> [What needs to be done] Write out every one of the rows below word for word, keeping each line as it stands.

> [Data for the task]
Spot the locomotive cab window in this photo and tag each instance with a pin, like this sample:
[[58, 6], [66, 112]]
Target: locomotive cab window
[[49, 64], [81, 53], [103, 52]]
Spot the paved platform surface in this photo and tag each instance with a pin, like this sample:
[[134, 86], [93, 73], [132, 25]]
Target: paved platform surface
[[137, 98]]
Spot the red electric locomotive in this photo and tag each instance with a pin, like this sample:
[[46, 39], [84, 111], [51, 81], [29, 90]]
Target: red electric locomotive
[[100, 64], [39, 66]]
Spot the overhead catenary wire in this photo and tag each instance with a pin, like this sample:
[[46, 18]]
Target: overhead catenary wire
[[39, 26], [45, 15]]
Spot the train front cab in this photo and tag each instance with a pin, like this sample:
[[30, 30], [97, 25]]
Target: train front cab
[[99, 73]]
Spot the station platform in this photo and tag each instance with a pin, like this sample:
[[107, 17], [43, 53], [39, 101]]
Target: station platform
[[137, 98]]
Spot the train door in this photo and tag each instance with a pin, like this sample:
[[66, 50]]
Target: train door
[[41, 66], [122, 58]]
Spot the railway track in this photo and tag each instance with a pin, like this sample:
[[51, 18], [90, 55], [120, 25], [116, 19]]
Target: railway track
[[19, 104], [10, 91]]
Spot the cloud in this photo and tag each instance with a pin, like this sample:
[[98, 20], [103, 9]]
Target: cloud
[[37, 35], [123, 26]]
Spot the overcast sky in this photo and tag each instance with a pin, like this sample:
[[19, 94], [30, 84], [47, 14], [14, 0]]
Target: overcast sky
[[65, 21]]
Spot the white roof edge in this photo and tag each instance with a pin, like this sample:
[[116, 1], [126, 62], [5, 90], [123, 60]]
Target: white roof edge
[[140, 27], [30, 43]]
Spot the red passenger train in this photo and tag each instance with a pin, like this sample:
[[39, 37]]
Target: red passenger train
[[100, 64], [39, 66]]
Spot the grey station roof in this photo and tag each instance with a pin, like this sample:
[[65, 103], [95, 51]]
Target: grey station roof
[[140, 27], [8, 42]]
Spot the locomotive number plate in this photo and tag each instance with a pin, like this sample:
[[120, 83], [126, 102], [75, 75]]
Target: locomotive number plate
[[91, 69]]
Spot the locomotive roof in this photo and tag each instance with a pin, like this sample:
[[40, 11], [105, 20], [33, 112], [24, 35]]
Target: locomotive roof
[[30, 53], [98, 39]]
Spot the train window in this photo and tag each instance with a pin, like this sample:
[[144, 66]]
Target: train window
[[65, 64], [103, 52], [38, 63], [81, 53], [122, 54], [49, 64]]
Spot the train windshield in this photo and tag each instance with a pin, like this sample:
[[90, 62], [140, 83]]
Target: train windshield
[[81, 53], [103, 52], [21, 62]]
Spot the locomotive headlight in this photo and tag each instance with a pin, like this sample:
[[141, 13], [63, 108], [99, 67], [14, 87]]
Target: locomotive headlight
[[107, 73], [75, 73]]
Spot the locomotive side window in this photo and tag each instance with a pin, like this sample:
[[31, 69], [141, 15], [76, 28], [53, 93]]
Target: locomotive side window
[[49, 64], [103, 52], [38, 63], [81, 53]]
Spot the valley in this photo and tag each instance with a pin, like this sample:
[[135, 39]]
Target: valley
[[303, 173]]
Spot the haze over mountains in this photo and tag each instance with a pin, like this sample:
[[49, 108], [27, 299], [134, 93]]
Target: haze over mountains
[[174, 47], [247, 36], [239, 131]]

> [Full solution]
Spot the locomotive cab window in this photo and tag each instance with a pin, like this sample:
[[58, 6], [66, 112]]
Target: locomotive cab window
[[49, 64], [81, 53], [103, 52]]
Spot the paved platform surface in this photo and tag each instance with a pin, like this sample:
[[134, 86], [93, 73], [132, 25]]
Target: paved platform surface
[[137, 98]]
Spot the red electric locomotive in this photo and tag each instance with a pin, like this sample:
[[46, 39], [84, 111], [51, 81], [29, 90]]
Target: red electric locomotive
[[100, 64], [39, 66]]
Spot the overhead catenary wire in this photo and tag each instance with a pin, like this sample:
[[46, 18]]
Target: overhead catenary wire
[[39, 26], [45, 15]]
Spot the train front cab in this photo and tag each instance with a pin, like this sample:
[[30, 30], [97, 25]]
Target: train front cab
[[99, 73]]
Spot the station platform in this photo and tag each instance with a pin, like this sample:
[[107, 17], [43, 53], [39, 101]]
Target: station platform
[[137, 98]]
Spot the train door in this photo and tag each instance with a pin, like this sample:
[[66, 50]]
Target: train door
[[41, 66], [122, 58]]
Spot the railway track in this photo and tag each instance with a pin, like this sample:
[[51, 18], [90, 55], [120, 25], [116, 19]]
Target: railway track
[[19, 104], [10, 91]]
Spot the cloud in this photo and tag each instance with a pin, like this sample:
[[98, 20], [103, 9]]
Target: cloud
[[37, 35], [123, 26]]
Spot the overcast sky in this photo and tag each instance with a pin, like this sample:
[[19, 94], [30, 84], [47, 14], [14, 0]]
Target: overcast sky
[[65, 21]]
Spot the white roof edge in this photo and tag each instance with a pin, like this sample:
[[116, 1], [126, 62], [5, 90], [123, 60]]
Target: white roof edge
[[140, 27], [30, 43]]
Spot the red passenger train in this photo and tag each instance with a pin, like this sample:
[[39, 37]]
Target: red passenger train
[[100, 64], [39, 66]]
Spot the grey station roof in this photo and tag each instance with a pin, like this sample:
[[65, 103], [95, 51]]
Target: grey station roof
[[140, 27], [8, 42]]
Spot the locomotive number plate in this photo and tag each instance with a pin, like this sample:
[[120, 83], [126, 102], [75, 75]]
Target: locomotive number plate
[[91, 69]]
Spot the locomotive roof in this photo and tag each instance with a pin, like this sample:
[[40, 11], [105, 20], [33, 112], [24, 35]]
Target: locomotive roof
[[30, 53], [98, 39]]
Spot the train window in this photo and tag each instance with a pin, like this sample:
[[144, 66]]
Target: train window
[[65, 64], [103, 52], [38, 63], [81, 53], [122, 54], [49, 64]]
Spot the train windshield in this photo and tag each instance with a pin, like this sample:
[[90, 62], [140, 83]]
Target: train windshield
[[81, 53], [103, 52], [21, 62]]
Spot the locomotive headlight in this photo and tag each instance with a pin, like this sample:
[[141, 13], [63, 108], [99, 67], [14, 87]]
Target: locomotive headlight
[[107, 73], [75, 73]]
Spot the locomotive side window in this photo and tag each instance with a pin, like this sample:
[[31, 69], [141, 15], [76, 28], [53, 93]]
Target: locomotive side window
[[49, 64], [103, 52], [38, 63], [81, 53]]
Spot the valley in this photo and tag each instance with a pin, like this sample:
[[135, 39]]
Target: valley
[[303, 173]]
Spot the haze over mountains in this photo and tag each instance with a pin, like this sample:
[[49, 108], [27, 299], [134, 93]]
Target: haze over mountains
[[174, 47], [247, 36], [239, 131]]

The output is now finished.